About

An open knowledge base for transforming toward AI native organizations.

Toppe//Digital is an open knowledge base for building with AI — design patterns, best practices, and field notes from real work. It's written in public, as things are learned, and shared freely with anyone building in the same direction.

The Founder

Joe Toppe

Joe is former Global CTO at MRM, the digital agency in one of the top 3 advertising holding companies, and an alumni of WPP, Microsoft, and GE, and currently driving AI native transformation in Private Equity at Red Ventures. He’s worked internationally with Fortune 500 companies driving digital transformation.

His career created an unusual vantage point: the ability to see both what legacy organizations are capable of and where they systematically fail to evolve. The last year he spent operating inside an AI-native startup added something most enterprise advisors don't have — firsthand understanding of what agentic AI looks like in production, scaled, and adapted to regulated industries. Not in a pilot. In a product.

This is the rare combination of legacy organizational complexity and AI-native fluency that enterprise transformation actually requires.

§ **EXERCISE**:
Answer these about the Toppe//Digital page:
(a) What three kinds of material does the knowledge base offer?
(b) Where is Joe Toppe currently driving AI native transformation?
(c) What kind of company did he spend the last year operating inside?
The entries aren't needed for this.

§ **ENTRIES PROVIDED**:
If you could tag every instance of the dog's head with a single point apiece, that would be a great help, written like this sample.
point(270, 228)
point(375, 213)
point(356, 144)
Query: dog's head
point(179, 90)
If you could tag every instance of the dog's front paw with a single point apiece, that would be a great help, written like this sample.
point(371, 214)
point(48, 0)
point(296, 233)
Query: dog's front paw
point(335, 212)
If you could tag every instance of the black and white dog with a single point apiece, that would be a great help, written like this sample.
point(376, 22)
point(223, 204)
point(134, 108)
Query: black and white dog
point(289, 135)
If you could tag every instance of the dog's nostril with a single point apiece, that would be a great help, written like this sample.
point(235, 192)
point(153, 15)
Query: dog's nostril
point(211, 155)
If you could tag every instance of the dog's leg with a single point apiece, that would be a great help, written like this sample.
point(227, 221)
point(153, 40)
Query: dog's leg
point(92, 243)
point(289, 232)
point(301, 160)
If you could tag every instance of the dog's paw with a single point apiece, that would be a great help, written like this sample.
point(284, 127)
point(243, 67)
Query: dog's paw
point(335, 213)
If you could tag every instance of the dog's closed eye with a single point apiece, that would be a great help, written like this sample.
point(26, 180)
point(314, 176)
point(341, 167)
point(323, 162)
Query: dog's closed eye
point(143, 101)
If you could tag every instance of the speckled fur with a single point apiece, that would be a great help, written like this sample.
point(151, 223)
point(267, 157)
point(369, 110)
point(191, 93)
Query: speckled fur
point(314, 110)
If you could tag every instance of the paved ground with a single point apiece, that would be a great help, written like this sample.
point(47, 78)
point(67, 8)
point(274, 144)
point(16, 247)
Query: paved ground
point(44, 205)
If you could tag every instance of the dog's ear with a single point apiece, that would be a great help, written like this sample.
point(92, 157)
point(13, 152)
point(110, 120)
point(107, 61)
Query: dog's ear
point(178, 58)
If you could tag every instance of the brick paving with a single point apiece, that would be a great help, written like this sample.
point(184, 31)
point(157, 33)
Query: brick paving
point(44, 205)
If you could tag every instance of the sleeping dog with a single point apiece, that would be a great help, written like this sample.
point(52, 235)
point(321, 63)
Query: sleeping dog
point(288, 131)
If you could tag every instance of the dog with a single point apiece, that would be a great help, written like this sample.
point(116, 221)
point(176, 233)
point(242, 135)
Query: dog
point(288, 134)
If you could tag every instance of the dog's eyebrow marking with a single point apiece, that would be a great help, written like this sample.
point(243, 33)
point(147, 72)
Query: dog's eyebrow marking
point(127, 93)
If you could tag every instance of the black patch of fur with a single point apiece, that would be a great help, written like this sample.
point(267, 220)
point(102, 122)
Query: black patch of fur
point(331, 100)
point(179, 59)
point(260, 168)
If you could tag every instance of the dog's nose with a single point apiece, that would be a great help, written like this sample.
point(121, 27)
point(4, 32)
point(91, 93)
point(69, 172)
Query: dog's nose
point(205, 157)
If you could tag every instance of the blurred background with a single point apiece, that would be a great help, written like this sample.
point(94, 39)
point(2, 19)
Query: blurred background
...
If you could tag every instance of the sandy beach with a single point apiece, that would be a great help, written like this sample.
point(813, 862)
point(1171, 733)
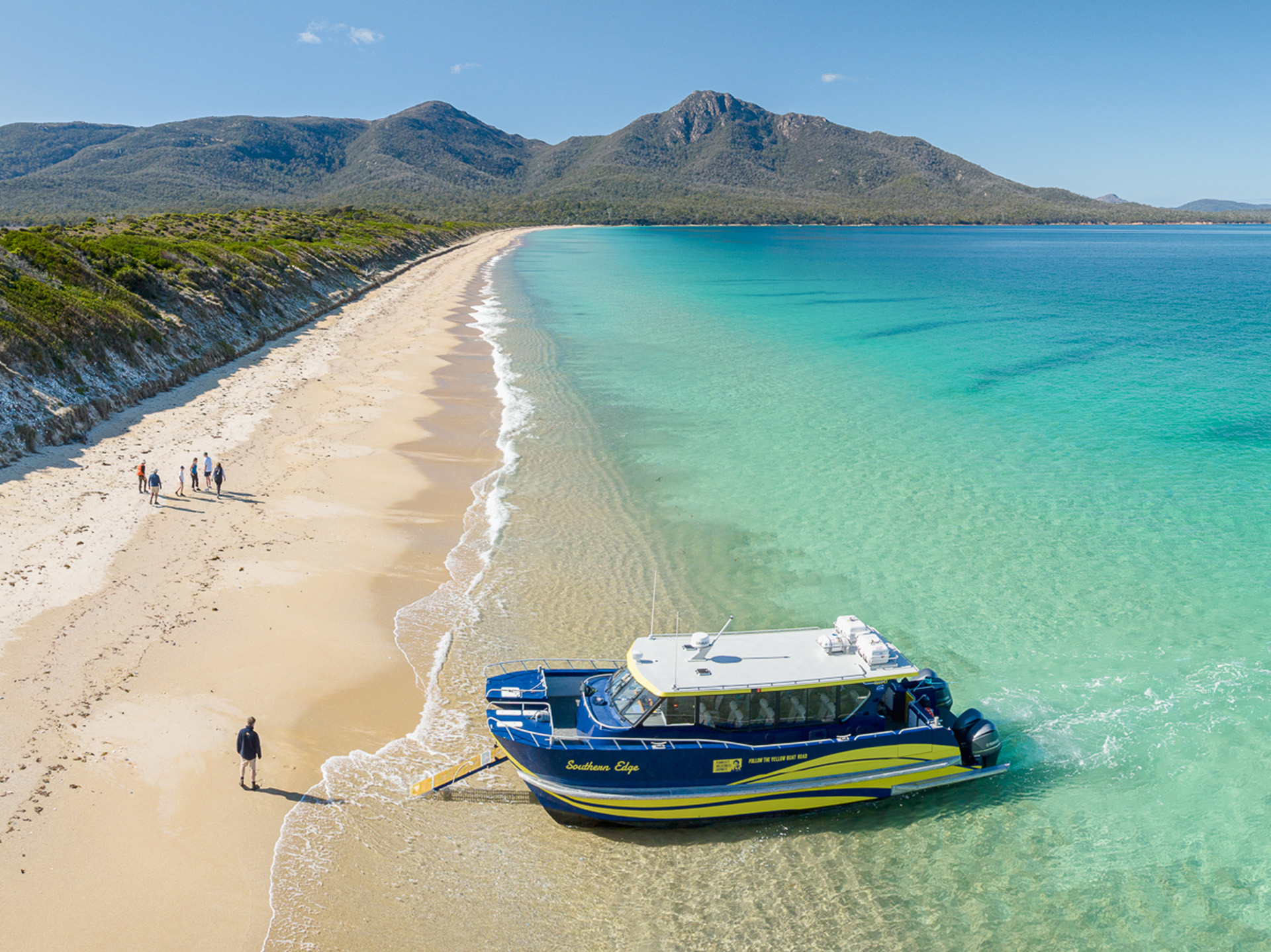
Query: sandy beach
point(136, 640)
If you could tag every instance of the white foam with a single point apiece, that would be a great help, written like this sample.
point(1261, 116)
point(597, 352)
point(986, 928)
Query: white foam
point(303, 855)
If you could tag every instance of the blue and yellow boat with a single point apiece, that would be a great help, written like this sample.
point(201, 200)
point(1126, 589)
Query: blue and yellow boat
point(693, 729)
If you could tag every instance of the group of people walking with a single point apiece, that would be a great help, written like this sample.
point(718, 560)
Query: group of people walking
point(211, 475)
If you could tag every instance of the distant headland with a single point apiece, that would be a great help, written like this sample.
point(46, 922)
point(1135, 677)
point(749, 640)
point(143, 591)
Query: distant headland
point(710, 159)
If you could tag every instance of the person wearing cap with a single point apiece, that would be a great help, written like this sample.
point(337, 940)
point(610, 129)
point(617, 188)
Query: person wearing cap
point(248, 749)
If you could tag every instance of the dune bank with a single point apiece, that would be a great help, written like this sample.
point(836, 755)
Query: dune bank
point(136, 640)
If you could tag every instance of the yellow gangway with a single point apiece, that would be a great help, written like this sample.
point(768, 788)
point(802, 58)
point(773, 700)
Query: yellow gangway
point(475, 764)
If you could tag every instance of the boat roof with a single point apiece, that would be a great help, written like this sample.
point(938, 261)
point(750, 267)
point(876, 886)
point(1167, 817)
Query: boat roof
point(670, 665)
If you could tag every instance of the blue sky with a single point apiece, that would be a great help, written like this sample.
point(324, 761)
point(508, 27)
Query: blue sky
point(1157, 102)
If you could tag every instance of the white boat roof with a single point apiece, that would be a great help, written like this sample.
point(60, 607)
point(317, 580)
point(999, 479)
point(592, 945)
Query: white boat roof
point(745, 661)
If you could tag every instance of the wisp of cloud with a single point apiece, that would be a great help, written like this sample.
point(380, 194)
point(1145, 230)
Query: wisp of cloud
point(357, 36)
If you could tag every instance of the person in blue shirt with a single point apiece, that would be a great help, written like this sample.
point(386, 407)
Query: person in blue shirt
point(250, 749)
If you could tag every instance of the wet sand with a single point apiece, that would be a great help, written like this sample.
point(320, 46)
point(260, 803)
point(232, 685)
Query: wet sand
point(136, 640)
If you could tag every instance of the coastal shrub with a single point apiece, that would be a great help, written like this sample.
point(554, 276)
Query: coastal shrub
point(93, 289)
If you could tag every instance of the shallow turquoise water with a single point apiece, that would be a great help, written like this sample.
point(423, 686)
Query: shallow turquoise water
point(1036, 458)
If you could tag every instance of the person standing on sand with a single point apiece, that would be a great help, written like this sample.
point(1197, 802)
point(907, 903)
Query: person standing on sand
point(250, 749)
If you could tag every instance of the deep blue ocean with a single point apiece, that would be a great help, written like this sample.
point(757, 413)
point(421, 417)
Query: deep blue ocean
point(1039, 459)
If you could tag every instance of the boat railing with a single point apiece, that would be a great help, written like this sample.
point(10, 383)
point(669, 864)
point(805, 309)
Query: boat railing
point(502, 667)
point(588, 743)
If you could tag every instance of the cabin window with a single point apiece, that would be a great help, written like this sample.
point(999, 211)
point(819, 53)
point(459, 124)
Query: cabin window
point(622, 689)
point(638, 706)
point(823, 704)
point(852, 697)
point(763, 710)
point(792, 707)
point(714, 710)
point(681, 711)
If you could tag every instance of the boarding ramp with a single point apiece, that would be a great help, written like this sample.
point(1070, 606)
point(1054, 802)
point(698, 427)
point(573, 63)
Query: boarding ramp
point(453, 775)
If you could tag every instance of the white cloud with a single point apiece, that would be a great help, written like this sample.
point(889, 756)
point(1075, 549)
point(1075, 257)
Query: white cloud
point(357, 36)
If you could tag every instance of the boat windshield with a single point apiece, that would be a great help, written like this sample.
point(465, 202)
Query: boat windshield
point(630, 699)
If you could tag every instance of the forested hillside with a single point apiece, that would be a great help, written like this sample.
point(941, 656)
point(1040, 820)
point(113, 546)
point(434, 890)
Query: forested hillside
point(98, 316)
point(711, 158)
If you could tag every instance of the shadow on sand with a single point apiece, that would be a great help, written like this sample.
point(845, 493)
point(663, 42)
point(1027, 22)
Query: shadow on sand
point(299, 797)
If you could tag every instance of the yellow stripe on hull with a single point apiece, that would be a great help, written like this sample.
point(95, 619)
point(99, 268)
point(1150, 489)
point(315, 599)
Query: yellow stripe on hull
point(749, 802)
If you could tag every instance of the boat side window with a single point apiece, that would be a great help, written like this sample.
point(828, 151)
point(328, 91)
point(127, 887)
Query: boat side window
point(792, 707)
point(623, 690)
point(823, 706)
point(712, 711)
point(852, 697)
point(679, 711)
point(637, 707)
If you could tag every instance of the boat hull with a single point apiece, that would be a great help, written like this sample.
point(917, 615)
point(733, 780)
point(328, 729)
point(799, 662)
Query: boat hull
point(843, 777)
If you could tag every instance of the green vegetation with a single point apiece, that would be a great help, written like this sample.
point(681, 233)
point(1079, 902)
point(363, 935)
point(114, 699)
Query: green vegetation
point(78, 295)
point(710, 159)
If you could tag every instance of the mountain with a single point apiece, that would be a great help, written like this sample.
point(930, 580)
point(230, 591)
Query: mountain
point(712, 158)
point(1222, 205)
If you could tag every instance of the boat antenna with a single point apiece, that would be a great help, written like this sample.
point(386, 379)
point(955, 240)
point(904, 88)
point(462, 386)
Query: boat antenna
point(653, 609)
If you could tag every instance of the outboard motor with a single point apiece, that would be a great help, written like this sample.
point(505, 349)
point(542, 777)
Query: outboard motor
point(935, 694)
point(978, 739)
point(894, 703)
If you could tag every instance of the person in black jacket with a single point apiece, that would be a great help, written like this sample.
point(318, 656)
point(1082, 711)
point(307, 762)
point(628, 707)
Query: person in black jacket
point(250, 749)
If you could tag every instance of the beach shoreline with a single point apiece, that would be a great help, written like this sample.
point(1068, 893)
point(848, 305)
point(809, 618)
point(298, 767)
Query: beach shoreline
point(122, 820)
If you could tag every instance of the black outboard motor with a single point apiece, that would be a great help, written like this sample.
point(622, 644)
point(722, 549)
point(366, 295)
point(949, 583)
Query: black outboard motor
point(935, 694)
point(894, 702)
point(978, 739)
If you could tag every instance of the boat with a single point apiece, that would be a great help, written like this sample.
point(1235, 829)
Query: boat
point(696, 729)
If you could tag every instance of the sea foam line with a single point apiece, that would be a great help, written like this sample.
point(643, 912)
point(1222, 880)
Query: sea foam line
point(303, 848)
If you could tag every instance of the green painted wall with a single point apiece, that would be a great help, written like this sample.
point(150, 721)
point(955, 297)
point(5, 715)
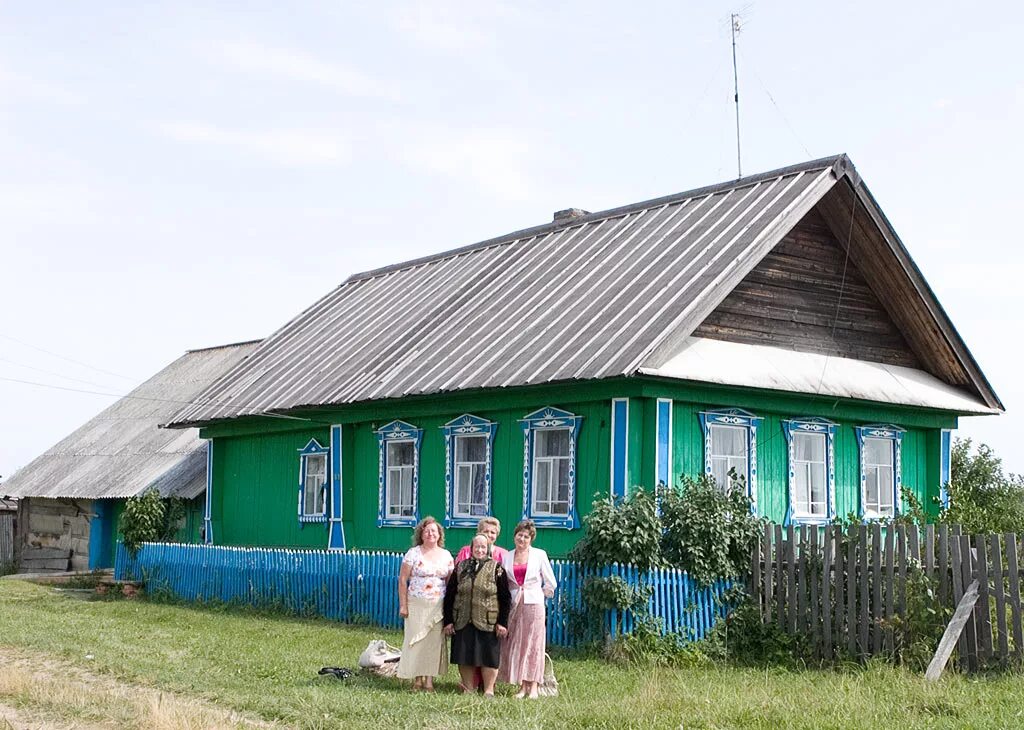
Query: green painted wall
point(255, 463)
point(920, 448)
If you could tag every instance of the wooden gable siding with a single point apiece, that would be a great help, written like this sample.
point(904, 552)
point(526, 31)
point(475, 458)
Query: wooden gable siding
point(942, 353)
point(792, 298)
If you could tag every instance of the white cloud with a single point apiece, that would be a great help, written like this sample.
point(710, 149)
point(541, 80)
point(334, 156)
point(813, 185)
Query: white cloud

§ **EXERCISE RESPONSE**:
(a) Design patterns, best practices, and field notes from real work.
(b) In Private Equity at Red Ventures.
(c) An AI-native startup.